▸ **About this task**
In the copy you make of the entries, no picture should appear, and every word must match.

▸ **Given information**

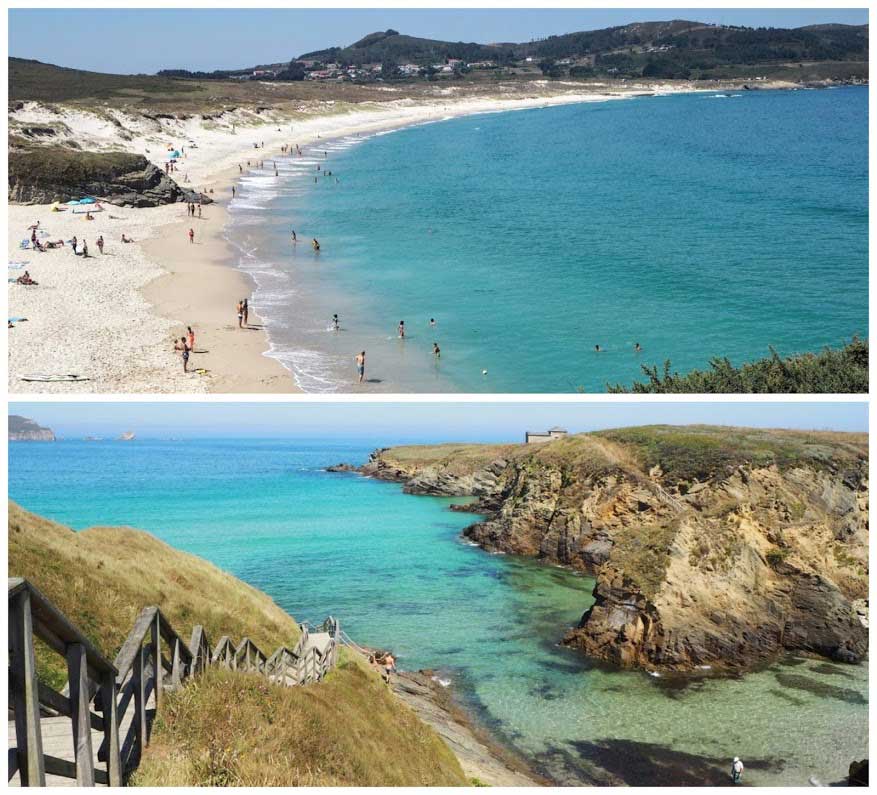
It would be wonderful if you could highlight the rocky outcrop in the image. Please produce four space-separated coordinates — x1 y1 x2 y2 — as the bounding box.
8 415 55 441
8 148 210 207
344 428 869 673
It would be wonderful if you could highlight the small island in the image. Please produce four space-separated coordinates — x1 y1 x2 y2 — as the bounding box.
8 415 54 441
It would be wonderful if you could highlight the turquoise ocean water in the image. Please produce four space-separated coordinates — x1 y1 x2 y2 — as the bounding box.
9 439 868 785
227 87 867 392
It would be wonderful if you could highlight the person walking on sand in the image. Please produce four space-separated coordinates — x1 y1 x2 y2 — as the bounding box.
355 351 365 384
71 236 78 254
237 300 244 329
81 240 89 258
198 204 202 219
174 337 190 373
242 298 249 327
188 228 195 244
731 758 744 785
397 320 405 339
187 326 195 352
96 235 104 255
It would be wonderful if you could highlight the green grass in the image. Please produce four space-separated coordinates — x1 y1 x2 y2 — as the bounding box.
609 339 868 394
594 425 867 484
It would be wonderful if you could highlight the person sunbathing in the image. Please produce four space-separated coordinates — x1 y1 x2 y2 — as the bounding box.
44 240 65 249
16 271 38 285
32 240 45 252
121 234 133 243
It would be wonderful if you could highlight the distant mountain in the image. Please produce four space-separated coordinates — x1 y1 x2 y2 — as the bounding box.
299 29 513 65
9 415 55 441
296 20 867 79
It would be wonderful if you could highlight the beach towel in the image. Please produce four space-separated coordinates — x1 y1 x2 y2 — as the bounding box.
8 317 28 323
21 374 89 382
20 240 30 249
8 262 27 270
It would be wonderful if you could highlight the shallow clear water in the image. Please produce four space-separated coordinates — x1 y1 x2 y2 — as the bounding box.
227 87 868 392
9 440 868 785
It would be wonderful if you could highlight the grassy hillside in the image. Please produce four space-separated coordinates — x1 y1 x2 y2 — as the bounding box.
7 502 468 786
134 662 465 786
377 425 868 484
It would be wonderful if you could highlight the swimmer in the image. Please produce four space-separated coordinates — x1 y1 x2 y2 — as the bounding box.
397 320 405 339
634 342 642 353
429 318 436 328
433 343 441 359
312 238 320 252
594 344 601 353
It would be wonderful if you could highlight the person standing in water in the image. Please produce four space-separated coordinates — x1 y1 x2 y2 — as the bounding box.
433 342 441 359
232 185 236 198
242 299 249 327
291 229 297 243
355 351 365 383
731 758 744 784
312 238 320 252
429 318 436 329
332 314 340 331
188 228 194 244
397 321 405 339
594 344 601 353
634 342 642 353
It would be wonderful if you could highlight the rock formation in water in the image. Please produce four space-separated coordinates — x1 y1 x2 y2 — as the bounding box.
339 427 869 673
8 414 55 441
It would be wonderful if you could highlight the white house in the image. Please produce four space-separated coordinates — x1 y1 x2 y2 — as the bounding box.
524 427 568 444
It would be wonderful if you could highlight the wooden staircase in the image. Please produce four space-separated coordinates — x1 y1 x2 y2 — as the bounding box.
7 578 340 787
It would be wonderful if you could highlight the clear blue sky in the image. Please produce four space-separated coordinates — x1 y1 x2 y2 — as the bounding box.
9 401 867 442
8 8 869 74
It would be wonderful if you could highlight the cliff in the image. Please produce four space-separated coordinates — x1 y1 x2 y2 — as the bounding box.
8 146 206 207
8 414 55 441
345 427 869 673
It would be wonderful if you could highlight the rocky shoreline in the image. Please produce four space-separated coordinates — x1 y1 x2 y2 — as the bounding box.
390 671 544 786
329 428 869 674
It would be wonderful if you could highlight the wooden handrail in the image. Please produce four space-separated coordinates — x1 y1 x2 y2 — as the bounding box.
8 577 340 788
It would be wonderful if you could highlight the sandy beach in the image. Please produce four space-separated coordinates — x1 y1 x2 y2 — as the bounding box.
8 81 761 393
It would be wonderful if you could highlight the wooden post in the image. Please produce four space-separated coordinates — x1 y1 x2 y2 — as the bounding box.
151 614 163 709
99 670 122 786
133 644 148 752
171 638 182 687
66 643 96 785
9 589 46 786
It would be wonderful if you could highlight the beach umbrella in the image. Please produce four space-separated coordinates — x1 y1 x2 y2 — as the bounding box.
66 199 80 205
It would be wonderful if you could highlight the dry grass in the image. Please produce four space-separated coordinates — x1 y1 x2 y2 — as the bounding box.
133 659 466 786
8 500 300 688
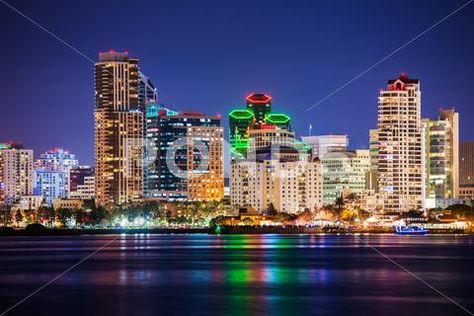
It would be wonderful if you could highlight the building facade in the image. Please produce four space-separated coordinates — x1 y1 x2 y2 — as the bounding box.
144 102 178 197
321 150 370 205
376 74 424 212
69 166 95 200
94 51 156 206
422 108 459 201
151 111 224 201
231 158 323 213
301 135 348 159
34 148 78 206
0 143 34 205
459 142 474 186
34 170 69 205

▸ **Result for this task**
It would be wonderful if you could highlight the rocky outcrop in the image. Please produce four space-separated coordinates — x1 y1 x2 y2 — as the bounding box.
8 415 55 441
8 148 210 207
344 428 869 673
It would be wonderful if you could highlight the small island in the image. Please produce four space-separated coordinates — x1 y1 x2 y2 — as the bounding box.
8 415 54 441
It would be wonderful if you could highlight the turquoise ocean water in the image. Please produce four space-separated coordinates — x1 y1 x2 y2 — as the bounding box.
9 439 868 785
227 87 867 392
It would be wonderful if you could highlight the person walking on sand in the image. Please produce four space-separated coordinates — x1 y1 x2 y2 — as the bounding box.
355 351 365 384
71 236 78 254
237 300 244 329
81 240 89 258
198 204 202 219
174 337 190 373
242 298 249 327
188 228 195 244
731 758 744 785
397 320 405 339
187 326 195 352
96 235 104 255
It would be wonderful if you could highlight the green grass in the image. Please produce four space-separated coordinates — x1 y1 x2 y2 — as the bounding box.
609 339 868 394
594 425 867 484
It would be wonderful if you could highlight the person sunbathing in the image. Please produce four space-separated coordinates — x1 y1 x2 y2 — as the bounding box.
44 240 65 249
16 271 38 285
32 240 45 252
121 234 133 243
It would be wonderful if you could highlight the distant mountain in the image. Please produce four space-separated coordinates — x1 y1 x2 y2 — as the bounding box.
299 29 513 65
9 415 55 441
296 20 867 79
It would be wonderful if you could highlight the beach towel in the image. Please produce four space-separated coordinates — x1 y1 x2 y2 — as the bounding box.
8 317 28 323
21 374 89 382
20 240 30 249
8 262 27 270
It would be wonderful if you could highlight the shallow clear water in the image. Please produce four space-separated coordinates — x1 y1 x2 y2 — as the bounding box.
227 87 868 392
9 440 868 785
It would be wonderful if you could highlight the grassy hillside in the image. Please produce four space-separated coordinates — x1 y1 x2 y2 — as the bounding box.
7 502 468 786
134 662 465 786
377 425 868 484
It would be wonderful if you could highlight the swimmer in the image. Please produce four space-separated coordinates — x1 y1 x2 y2 — as the bounding box.
397 320 405 339
634 342 642 353
429 318 436 328
433 343 441 359
312 238 320 252
594 344 601 353
It would be wonderful if you could highlight the person standing in water in the image. Please produce four space-separated coordinates — x1 y1 x2 y2 — as the bounding box.
433 342 441 359
232 185 236 198
242 299 249 327
291 229 297 243
355 351 365 383
731 758 744 784
312 238 320 252
429 318 436 329
332 314 340 331
188 228 194 244
397 321 405 339
594 344 601 353
634 342 642 353
It would be wonderful if you could highlight the rock formation in water in the image. Please produce four space-separated coordinates — x1 y1 x2 y2 — as the bounding box.
339 427 869 673
8 414 55 441
It would be wonderful if you could highlight the white house in the image. Please produce four space-separated coordinates — x1 y1 x2 y2 — as the bounding box.
524 427 568 444
It would be wonderful if you could highlight the wooden staircase in the image. Please produce four space-separated coordinates — x1 y1 x2 y2 — as the bounding box.
7 578 340 787
It would be wonderful if you could highlight the clear blue sky in the image. Please produce four space-separated coordinates — x1 y1 x2 y2 — as the bounding box.
9 401 867 442
8 8 869 74
It would be wonderful if you could highlight the cliff in the image. Please produce four space-separated coordinates — x1 y1 x2 y2 — as the bounding box.
8 146 206 207
8 414 55 441
345 427 869 673
It would be wonderful if you could highlight the rocky shoreline in the image. Please produce four space-separated coordinates — x1 y1 x2 y2 — as the bounding box.
390 671 544 786
329 428 869 674
It would be wonderful if you could highlight the wooden handrail in the image. Please produce four space-separated coordinates — x1 y1 x2 y2 — as the bounding box.
8 577 340 788
It would be wonderful if you could highlight the sandy beach in the image. Please produce four space-separated coordinates — x1 y1 x2 y2 — as the bounding box.
8 81 761 393
It would be wonderful if you could highlight the wooden post in the image. Please produce four space-separated coordinates — x1 y1 x2 y2 — as the bounding box.
151 614 163 709
99 670 122 786
133 644 148 752
171 638 182 687
66 643 96 785
9 589 46 786
It would be wonderful if you could highlight the beach umbrella in the image. Please produce four space-separated coordinates — x1 y1 x2 y2 — as the bounding box.
66 199 80 205
It would be wonderful if you could highlight the dry grass in the image. Please produce four space-separated coordinates — x1 y1 x2 y2 — as the bounding box.
133 659 466 786
8 500 300 688
It would be wonderful if you could highlight the building facade in the image. Please produce four space-separated coordinates — x1 y1 x2 y2 — as the bounding box.
144 102 178 197
321 150 370 205
376 74 424 212
69 166 95 200
94 51 156 206
422 108 459 201
151 111 224 201
231 158 323 213
301 135 348 159
34 148 78 206
0 143 34 205
459 142 474 186
34 170 69 205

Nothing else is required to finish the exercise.